## SOURCE
===============
So, yes, let's see him debate his proven ideas...he wouldn't have made it this fair if the press weren't full of hero worshippers.

of course he's not ready for it: nobody expects the spanish inquisition!

more seriously, this is precisely the point about obama: right now, the gop has had trouble getting its attack points together, but it will, it will, and they are outstanding at it. obama's negatives will soar to clinton/kerry levels by the time the gop is through, and those of obama's supporters who think he's too good for the rough-and-tumble are going to have a very rude awakening....

As Tim said, the problem for McCain is that his own policy proposals are both unpopular and far sketchier than Obama. For some reason, on several issues some media members are accepting McCain's arguments without seeing how they can easily be turned around on him. Same thing happened on Slate today on campaign matching funds, where they described Obama's "dilemma" whether to accept matching funds and thsu reduce his financial advantage over McCain, or turn them down and have McCain challenge him. No one pointed out that McCain accepted matching funds for the primary, even took a loan against them, and then backed out when he surged ahead and was able to fundraise. Obama, or Clinton, should be able to hit back strongly on these issues.

"Note that McCain does not disdain hope and inspiration: he celebrates them"

He celebrates the bittersweet, passive hope of a POW, whose deliverance is entirely in the hands of others.

That's different from the kind of active, engaged hope that has its place in social movements, who *can* effect change through their own efforts.

McCain mocks that kind of hope. As a military son of privilege, I'm not sure he ever experienced it.
===============
## PROVIDED RECORDS

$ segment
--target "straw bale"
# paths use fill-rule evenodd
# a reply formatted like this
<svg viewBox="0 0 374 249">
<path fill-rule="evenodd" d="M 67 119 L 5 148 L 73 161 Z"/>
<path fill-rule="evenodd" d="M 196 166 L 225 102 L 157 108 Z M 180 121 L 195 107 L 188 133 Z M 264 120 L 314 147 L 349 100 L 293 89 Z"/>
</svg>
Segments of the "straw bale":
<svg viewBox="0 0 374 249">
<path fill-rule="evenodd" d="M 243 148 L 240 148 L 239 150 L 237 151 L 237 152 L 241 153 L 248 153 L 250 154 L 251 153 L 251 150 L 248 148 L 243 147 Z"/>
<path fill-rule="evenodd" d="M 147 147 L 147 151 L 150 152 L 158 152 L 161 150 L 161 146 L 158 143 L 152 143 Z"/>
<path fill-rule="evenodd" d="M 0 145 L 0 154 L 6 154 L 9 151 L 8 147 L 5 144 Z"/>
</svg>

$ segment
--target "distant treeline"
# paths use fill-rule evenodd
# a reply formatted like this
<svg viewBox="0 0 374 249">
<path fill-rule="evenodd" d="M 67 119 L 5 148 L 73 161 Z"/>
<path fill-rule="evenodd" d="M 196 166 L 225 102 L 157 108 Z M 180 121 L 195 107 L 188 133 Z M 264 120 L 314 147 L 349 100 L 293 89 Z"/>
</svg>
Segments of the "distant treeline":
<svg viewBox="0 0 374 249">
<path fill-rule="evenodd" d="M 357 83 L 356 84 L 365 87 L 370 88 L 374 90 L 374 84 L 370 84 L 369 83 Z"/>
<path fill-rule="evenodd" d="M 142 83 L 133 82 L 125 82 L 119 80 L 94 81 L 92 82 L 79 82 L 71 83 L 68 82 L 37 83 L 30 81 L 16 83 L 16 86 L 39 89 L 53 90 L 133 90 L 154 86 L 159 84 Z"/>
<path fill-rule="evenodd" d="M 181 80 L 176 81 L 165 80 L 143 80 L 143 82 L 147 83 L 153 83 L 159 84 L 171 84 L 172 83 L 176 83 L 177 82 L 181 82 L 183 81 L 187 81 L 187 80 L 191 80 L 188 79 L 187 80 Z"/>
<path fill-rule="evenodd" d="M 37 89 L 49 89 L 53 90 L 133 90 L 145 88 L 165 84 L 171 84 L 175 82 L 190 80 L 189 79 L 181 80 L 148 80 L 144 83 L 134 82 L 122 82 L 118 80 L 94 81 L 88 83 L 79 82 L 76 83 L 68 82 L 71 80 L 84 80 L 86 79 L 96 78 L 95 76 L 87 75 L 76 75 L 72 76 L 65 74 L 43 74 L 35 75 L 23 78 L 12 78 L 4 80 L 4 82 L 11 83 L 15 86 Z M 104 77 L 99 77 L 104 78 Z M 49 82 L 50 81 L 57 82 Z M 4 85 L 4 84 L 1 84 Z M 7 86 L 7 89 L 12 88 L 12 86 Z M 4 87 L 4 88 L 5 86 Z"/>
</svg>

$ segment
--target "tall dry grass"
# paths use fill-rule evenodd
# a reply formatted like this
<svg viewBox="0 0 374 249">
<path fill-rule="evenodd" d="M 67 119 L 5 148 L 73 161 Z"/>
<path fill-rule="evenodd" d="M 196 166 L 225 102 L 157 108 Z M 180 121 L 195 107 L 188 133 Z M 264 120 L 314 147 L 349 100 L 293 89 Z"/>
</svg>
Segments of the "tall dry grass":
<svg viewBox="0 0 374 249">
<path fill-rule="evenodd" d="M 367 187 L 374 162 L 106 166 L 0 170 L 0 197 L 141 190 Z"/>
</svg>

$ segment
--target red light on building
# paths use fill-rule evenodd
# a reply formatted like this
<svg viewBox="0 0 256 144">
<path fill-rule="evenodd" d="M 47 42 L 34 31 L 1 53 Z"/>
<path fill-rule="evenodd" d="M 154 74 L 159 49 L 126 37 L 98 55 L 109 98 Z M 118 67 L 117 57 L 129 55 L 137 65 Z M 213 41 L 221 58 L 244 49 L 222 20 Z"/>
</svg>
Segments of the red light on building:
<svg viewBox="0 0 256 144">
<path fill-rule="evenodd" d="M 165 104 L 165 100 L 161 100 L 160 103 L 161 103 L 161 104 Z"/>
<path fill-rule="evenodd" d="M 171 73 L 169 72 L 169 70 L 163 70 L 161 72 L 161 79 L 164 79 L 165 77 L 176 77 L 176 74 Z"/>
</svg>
===============
## EXERCISES TO COMPLETE
- A) List every person named in the campaign comments.
- B) Print the stretch of the campaign comments from "more seriously, this" through "very rude awakening....".
- C) For each statement, say whether it agrees with the campaign comments, and quote the words that decide it. (i) McCain accepted matching funds for the primary. (ii) The gop has already put its attack points against Obama together. (iii) McCain celebrates the active, engaged hope of social movements.
Nothing asked here depends on the records.

## LIST OF SOLUTIONS
- A) Obama, Clinton, Kerry, Tim, McCain

- B)
more seriously, this is precisely the point about obama: right now, the gop has had trouble getting its attack points together, but it will, it will, and they are outstanding at it. obama's negatives will soar to clinton/kerry levels by the time the gop is through, and those of obama's supporters who think he's too good for the rough-and-tumble are going to have a very rude awakening....

- C)
(i) Yes: "No one pointed out that McCain accepted matching funds for the primary, even took a loan against them"
(ii) No: "right now, the gop has had trouble getting its attack points together"
(iii) No: "McCain mocks that kind of hope."